Note from BW of Brazil: As I’ve said before, it’s really hard to even come up with any more words to say regarding Rio’s and Brazil’s genocidal policies against its black population. When the governor of the state of Rio de Janeiro tells the father of 14-year old João Pedro Matos Pinto that he understands his pain because he is also a father, in reality, I simply can’t accept these words. Why would I? The state of Rio has been violently invading and sending black bodies to graves for years, but the shocking numbers of police murders in these past few decades have really been led me to believe that this is not simply the result of bad policing. A few people losing their lives in the line off ire would be bad policing. But when police are given the OK, time and time again to enter poor, mostly black/brown communities and litter homes with bullets in a supposed “war on drugs”, it is because they are trained to do so.
If the lives of people who are simply residents of their neighborhoods really mattered, police would be trained not to shoot so recklessly when it is known that everyday people live in these communities. What we see is that, security agents pursue dope dealers and and simply empty their heavy artillery weapons as if these áreas were simply locations for target practice. How else do we explain João Pedro’s father saying there were over 70 bullet holes in the home where his son was murdered? This many bullets being fired off says one thing: the lives of people living here don’t matter. They don’t enter upper crust neighborhoods such as Leblon and Copacabana in the same manner, so what type of people live there that the police won’t enter their neighborhoods with such wreckless abandon? The answer should be pretty obvious. They aren’t poor and the vast majority aren’t black.
Make no mistake about this. Entering areas shooting such high caliber weapons, death if a human being is struck is almost certain. We now know that it was 5.56 caliber rifle that killed João Pedro, which is the same rifle caliber of police officers. The bullet entered through the boy’s body at the height of his stomach, punctured his lung and lodged in the scapula – a bone high up his back, near his shoulder.

***

**Prompt A**
Find every line in the entries below that contains the word "white" and copy each of those lines.

***

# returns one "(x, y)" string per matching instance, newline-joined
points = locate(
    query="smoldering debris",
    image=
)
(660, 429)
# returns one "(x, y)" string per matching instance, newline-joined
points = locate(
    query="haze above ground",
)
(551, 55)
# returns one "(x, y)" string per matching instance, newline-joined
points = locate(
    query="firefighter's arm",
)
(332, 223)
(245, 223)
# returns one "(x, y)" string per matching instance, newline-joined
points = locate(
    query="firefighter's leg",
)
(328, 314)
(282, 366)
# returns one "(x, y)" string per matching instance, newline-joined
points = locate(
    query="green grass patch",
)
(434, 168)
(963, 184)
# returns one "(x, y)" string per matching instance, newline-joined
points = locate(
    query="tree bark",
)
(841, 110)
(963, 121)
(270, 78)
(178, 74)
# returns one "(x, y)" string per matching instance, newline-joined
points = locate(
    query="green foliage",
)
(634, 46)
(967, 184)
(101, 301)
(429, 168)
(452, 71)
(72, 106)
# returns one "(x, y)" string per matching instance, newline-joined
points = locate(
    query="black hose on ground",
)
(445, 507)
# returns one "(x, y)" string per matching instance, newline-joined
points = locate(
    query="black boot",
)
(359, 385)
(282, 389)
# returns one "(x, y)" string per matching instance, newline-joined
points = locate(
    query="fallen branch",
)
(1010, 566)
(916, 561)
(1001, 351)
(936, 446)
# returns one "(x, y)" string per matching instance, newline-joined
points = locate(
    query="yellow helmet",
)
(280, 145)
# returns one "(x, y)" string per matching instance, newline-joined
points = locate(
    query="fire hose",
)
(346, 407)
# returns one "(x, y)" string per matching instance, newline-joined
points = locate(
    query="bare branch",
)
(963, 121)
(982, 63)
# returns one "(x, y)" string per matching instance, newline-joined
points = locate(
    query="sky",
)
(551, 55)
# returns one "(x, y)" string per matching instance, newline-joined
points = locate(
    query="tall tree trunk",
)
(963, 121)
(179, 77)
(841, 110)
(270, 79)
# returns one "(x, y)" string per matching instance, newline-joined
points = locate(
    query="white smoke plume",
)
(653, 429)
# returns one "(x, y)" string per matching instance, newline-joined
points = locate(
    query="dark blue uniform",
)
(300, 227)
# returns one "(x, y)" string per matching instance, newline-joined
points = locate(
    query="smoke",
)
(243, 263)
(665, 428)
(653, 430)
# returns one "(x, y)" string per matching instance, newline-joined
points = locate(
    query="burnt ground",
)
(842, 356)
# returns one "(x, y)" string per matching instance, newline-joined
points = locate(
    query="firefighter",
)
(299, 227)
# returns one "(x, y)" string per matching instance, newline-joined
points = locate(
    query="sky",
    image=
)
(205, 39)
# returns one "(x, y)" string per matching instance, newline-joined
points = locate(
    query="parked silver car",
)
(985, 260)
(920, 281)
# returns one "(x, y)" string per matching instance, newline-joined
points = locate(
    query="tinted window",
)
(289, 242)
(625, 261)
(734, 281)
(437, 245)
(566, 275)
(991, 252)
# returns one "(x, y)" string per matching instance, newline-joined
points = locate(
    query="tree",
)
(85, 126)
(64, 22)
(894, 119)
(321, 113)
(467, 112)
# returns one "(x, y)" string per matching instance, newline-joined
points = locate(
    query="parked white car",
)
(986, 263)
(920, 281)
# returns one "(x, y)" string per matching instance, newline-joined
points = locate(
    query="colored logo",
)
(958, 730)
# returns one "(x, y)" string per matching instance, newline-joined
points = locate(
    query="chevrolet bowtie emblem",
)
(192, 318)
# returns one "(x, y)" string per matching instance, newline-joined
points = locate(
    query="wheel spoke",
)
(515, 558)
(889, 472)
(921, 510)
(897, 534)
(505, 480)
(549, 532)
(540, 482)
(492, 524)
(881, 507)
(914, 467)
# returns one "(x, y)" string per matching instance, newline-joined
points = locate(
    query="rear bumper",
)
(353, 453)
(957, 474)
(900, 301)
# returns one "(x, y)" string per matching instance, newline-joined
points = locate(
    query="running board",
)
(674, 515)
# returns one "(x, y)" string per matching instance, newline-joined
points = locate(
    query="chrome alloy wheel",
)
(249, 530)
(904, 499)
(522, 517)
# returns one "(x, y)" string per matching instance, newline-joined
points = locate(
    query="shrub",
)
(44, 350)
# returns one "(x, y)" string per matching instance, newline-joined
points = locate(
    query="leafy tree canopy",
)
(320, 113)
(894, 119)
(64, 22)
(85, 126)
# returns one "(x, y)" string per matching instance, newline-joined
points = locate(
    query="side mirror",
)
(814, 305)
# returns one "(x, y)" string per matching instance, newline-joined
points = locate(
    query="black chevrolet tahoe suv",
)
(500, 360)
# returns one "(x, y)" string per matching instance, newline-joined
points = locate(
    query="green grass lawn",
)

***

**Prompt B**
From the note on police killings in Rio above, extract the passage that begins with the words containing "Make no mistake" and ends with "near his shoulder.".

**Complete output A**
    query="white smoke plume",
    query="parked white car",

**Complete output B**
Make no mistake about this. Entering areas shooting such high caliber weapons, death if a human being is struck is almost certain. We now know that it was 5.56 caliber rifle that killed João Pedro, which is the same rifle caliber of police officers. The bullet entered through the boy’s body at the height of his stomach, punctured his lung and lodged in the scapula – a bone high up his back, near his shoulder.